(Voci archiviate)
■ ■ ■ ■ ■
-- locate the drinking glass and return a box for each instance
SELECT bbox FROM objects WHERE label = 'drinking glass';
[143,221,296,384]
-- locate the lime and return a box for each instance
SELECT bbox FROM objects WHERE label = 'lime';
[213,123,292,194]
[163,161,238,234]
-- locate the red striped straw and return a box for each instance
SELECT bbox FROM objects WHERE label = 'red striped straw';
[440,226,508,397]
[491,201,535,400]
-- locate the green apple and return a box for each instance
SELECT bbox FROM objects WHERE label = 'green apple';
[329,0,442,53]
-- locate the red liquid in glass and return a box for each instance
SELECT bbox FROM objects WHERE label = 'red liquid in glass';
■ ■ ■ ■ ■
● **COSA PRODURRE**
Riporta tutte le righe delle voci qui sopra come tabella Markdown con le colonne "Posizione" e "Testo", tralasciando le righe vuote.

● **RISULTATO COMPLETO**
| Posizione | Testo |
|---|---|
| 1 | -- locate the drinking glass and return a box for each instance |
| 2 | SELECT bbox FROM objects WHERE label = 'drinking glass'; |
| 3 | [143,221,296,384] |
| 4 | -- locate the lime and return a box for each instance |
| 5 | SELECT bbox FROM objects WHERE label = 'lime'; |
| 6 | [213,123,292,194] |
| 7 | [163,161,238,234] |
| 8 | -- locate the red striped straw and return a box for each instance |
| 9 | SELECT bbox FROM objects WHERE label = 'red striped straw'; |
| 10 | [440,226,508,397] |
| 11 | [491,201,535,400] |
| 12 | -- locate the green apple and return a box for each instance |
| 13 | SELECT bbox FROM objects WHERE label = 'green apple'; |
| 14 | [329,0,442,53] |
| 15 | -- locate the red liquid in glass and return a box for each instance |
| 16 | SELECT bbox FROM objects WHERE label = 'red liquid in glass'; |